# [WHAT YOU WILL DO]
Every line of the records must be repeated exactly; pictures stay out.

# [DATASET ROWS]
______

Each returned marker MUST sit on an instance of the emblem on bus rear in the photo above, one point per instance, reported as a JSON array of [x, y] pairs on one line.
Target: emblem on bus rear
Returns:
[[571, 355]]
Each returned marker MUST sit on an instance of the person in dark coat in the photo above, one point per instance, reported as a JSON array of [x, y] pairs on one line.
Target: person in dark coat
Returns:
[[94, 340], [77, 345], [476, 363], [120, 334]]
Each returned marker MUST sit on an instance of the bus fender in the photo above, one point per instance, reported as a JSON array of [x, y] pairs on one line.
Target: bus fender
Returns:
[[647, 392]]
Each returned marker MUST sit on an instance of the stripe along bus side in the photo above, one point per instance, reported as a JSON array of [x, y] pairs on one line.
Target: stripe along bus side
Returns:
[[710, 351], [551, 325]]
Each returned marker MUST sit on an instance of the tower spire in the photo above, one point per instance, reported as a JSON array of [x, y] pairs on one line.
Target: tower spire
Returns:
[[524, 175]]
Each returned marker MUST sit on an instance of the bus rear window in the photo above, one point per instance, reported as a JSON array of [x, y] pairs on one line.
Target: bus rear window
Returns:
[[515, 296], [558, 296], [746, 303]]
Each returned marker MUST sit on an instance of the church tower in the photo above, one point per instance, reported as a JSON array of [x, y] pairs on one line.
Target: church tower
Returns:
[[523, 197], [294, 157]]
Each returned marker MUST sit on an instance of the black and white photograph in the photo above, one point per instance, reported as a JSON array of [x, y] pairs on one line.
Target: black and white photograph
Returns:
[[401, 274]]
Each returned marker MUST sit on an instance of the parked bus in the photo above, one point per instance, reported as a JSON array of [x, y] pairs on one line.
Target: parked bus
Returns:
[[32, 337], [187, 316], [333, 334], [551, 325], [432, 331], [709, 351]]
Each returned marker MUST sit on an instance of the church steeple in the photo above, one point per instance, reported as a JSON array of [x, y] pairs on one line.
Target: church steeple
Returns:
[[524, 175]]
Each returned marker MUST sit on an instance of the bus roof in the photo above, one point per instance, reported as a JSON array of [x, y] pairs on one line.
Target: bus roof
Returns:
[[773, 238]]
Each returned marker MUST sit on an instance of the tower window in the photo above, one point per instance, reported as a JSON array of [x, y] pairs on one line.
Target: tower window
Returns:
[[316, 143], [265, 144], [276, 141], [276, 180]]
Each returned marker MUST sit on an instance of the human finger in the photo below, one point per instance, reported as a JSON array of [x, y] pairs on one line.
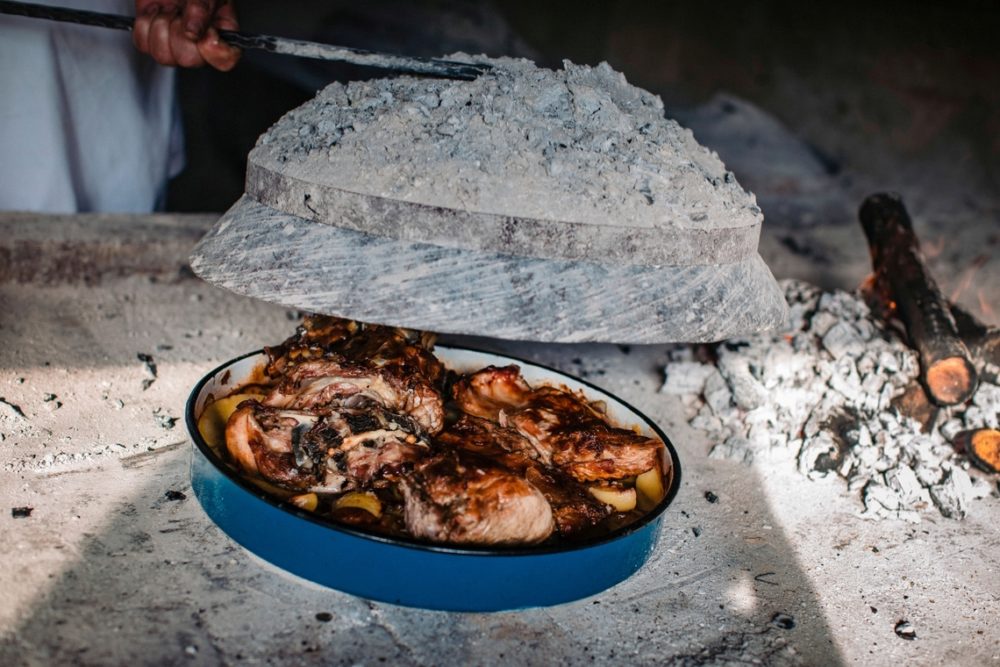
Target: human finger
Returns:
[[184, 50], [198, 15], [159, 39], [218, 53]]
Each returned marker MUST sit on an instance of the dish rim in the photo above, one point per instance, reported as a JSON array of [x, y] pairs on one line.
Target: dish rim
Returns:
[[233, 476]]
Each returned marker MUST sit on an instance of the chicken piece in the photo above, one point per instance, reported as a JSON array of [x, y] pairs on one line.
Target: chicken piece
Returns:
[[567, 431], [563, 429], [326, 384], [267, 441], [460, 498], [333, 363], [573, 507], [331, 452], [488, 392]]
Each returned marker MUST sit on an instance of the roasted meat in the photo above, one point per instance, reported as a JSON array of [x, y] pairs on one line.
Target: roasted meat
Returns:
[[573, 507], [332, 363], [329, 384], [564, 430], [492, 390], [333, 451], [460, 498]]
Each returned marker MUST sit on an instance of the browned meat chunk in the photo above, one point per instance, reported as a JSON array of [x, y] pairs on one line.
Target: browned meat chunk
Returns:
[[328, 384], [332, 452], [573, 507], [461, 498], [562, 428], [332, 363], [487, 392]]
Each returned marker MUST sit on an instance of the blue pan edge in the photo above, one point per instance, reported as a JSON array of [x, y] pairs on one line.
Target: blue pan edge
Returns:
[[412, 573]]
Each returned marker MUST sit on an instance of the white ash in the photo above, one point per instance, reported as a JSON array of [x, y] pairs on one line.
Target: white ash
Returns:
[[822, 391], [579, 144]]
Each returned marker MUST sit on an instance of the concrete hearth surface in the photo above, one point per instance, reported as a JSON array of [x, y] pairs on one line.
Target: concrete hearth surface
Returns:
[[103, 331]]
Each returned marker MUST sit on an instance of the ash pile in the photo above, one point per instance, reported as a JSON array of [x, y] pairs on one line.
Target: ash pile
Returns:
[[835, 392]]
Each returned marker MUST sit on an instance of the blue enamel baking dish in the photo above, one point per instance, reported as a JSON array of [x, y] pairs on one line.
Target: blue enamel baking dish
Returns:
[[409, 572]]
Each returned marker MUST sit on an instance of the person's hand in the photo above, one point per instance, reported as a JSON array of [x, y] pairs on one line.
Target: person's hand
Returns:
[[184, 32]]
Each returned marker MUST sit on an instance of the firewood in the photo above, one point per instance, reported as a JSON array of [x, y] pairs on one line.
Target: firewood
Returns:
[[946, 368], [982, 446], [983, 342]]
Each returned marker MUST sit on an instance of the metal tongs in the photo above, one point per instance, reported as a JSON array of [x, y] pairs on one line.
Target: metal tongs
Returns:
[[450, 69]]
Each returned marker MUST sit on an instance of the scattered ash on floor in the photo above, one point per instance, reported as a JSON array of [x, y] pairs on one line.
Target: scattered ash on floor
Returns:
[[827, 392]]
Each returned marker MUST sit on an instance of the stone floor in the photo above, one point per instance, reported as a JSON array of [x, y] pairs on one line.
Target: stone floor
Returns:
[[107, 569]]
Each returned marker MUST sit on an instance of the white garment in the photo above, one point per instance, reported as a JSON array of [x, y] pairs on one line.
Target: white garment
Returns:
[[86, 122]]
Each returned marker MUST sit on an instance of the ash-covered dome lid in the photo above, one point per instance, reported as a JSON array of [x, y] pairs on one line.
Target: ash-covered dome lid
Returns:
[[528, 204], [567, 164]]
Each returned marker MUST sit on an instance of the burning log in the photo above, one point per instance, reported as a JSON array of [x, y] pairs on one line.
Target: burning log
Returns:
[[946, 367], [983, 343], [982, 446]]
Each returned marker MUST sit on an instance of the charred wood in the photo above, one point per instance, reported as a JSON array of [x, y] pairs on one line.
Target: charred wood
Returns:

______

# [RESPONSE]
Each returned marker MUST sit on an instance of the emblem on bus rear in the photo above, one point per instance, reported as a JSON array of [x, y] pairs on one line.
Target: emblem on bus rear
Returns:
[[571, 355]]
Each returned marker MUST sit on an instance of the person in dark coat in the photo above, one point per instance, reported as a JSON array of [x, y] pairs on one line.
Target: person in dark coat
Returns:
[[94, 340], [77, 345], [476, 363], [120, 334]]
Each returned marker MUST sit on an instance of the bus fender in the photo above, one point per instance, reported as a JSON array of [x, y] pairs on one line.
Target: bus fender
Returns:
[[647, 392]]
Each returned marker MUST sit on an instance of the stripe along bus side in the photo above, one point per instance, reported as a JSON array of [x, y] pairs on one line.
Target: stripe along bus side
Returns:
[[710, 351], [551, 325]]
Each returned marker MUST sit on an instance of the tower spire in the photo above, one point per instance, reported as a JSON array of [x, y] pairs on one line.
Target: tower spire
Returns:
[[524, 175]]
Each returned marker MUST sit on an instance of the bus rear window in the photo above, one point per instance, reported as a JSON array of [x, y] pairs on one line.
Target: bus rear window
Returns:
[[515, 296], [558, 296], [746, 303]]
Each returned marker MUST sit on an instance of the church tower in the photo above, one point per instance, reported as a JSON array of [x, y] pairs on one line.
Target: church tower
Returns:
[[523, 197], [294, 157]]
Each returned marker MUST sit on an instance of the black and white photograph in the photo above, one point per instance, reported as a JSON array of [x, y] pairs on one line.
Target: black and white photograph
Returns:
[[401, 274]]
Each returned marker MUST sit on an instance of the parked bus in the photo above, one point per instance, reported as a JSON array of [x, y] pairs on one line.
Target: parked bus
Returns:
[[32, 337], [187, 316], [333, 334], [551, 325], [432, 331], [709, 351]]
Each returned marker MUST sit on an instance of the church steeple in the photo above, one point per instance, reported as a JSON array of [x, y] pairs on one line.
Target: church steeple
Returns:
[[524, 175]]
Each returned marker MUST sit on an instance of the bus roof in the photo above, one point per instance, reported as a JSON array of [x, y] pairs on one line.
Target: bus roof
Returns:
[[773, 238]]
Each returned marker MUST sit on an instance of the tower window in the photo above, one point per instance, reported as a JSON array of [x, y] pairs on one line.
Target: tower window
Returns:
[[316, 143], [265, 144], [276, 141], [276, 180]]
Each returned marker MUST sit on an instance of the human finger in the photo below, one point per instance, reported as a JSON array of [x, y] pairs on one line.
Target: human finger
Returns:
[[184, 50], [198, 15], [159, 39], [218, 53]]
Each returned marker MUST sit on an instance of the dish rim in the photo above, one point per instance, reported as a JSON array of [x, y] pairs on one line.
Target: dish rim
Returns:
[[233, 476]]
Each returned marker MUST sit on an instance of the chicken piece in the photo above, one point per instance, reported as a JSON array of [x, y] pairs on one line.
Target: chicken piece
Returns:
[[567, 431], [563, 429], [326, 384], [267, 441], [460, 498], [333, 363], [573, 507], [331, 452], [488, 392]]
Each returned marker MUST sit on an instance of the roasted meat in the photo above, one point per instance, reported as a JSON array of [x, y] pairs on one line.
Target: roasted meat
Returns:
[[573, 507], [332, 363], [329, 384], [564, 430], [492, 390], [333, 451], [460, 498]]
Each returned marker MUST sit on an instance of the browned meat chunk in the photo above, one point per instance, reported as a JSON array of [x, y] pairs on one line.
Target: browned meat chunk
Returns:
[[328, 384], [332, 452], [573, 507], [461, 498], [562, 428], [332, 363], [487, 392]]
Each returned marker MUST sit on an instance of the blue pan edge in the photo above, one point per instance, reported as a JSON array of [x, y] pairs on one line.
Target: blue pan edge
Returns:
[[412, 573]]
Each returned marker MUST sit on an instance of the white ash in the photo above, one point per instance, reported as a JSON array of [x, y] pairs on one line.
Target: white ash
Returns:
[[822, 391], [579, 144]]
Each returned marker MUST sit on an instance of the concrete hearth surface in the photo above, one point per instance, reported as a JSON array of [x, y] pairs on one line.
Target: concrete hearth surface
Returns:
[[103, 331]]
Each returned marker MUST sit on an instance of the ash pile in the photo above, one point per instance, reported as a JSON array of [x, y] pairs on one line.
Target: ash pile
Returns:
[[835, 392]]
Each returned marker MUST sit on an instance of the blue enamel baking dish in the photo above, one point per instance, reported as a JSON array of [x, y] pairs on one line.
Target: blue enamel baking dish
Returns:
[[409, 572]]
Each returned marker MUST sit on an instance of the person's hand in the photo above, one point per instance, reported as a JSON array of [x, y] pairs on one line.
Target: person's hand
Returns:
[[184, 32]]
Each returned marker MUST sit on an instance of the firewood in the photo above, one point per instance, reported as a JSON array of [x, y] pairs on one line.
Target: firewood
Returns:
[[946, 368], [982, 446], [983, 342]]
Each returned marker MUST sit on an instance of the metal tongs in the photo above, one point per instance, reported as a JSON array of [x, y] pairs on one line.
Target: metal tongs
Returns:
[[450, 69]]
Each returned marker MUST sit on an instance of the scattered ash on floor in the photo above, one point per instance, reported as a JSON array of [x, y] pairs on one line.
Target: scattered ash on floor
Returns:
[[827, 392]]
Each returned marker MUST sit on an instance of the stone floor in the photo above, one point per instance, reported as a JSON array of [x, y] pairs on one line.
Target: stone floor
Returns:
[[107, 569]]
Each returned marker MUST sit on an instance of the white garment in the photo above, one point per instance, reported as a JSON array of [x, y] pairs on one line.
Target: white garment
Returns:
[[86, 122]]
Each returned marker MUST sit on an instance of the ash-covered dome lid in the photo above, one point per instance, reported as a JSON array of [x, y] pairs on one line.
Target: ash-covered dome lid
Returns:
[[528, 204], [567, 164]]
Each returned marker MUST sit on an instance of the burning log in the photo above, one point per instance, reported as a JSON array of [x, y] pairs on one line.
Target: burning log
Returns:
[[946, 367], [983, 343], [982, 446]]
Each returned marker MUST sit on an instance of the charred wood in the photo above, one point per instance, reported as a JSON array of [x, y] pairs on one line.
Target: charred wood
Returns:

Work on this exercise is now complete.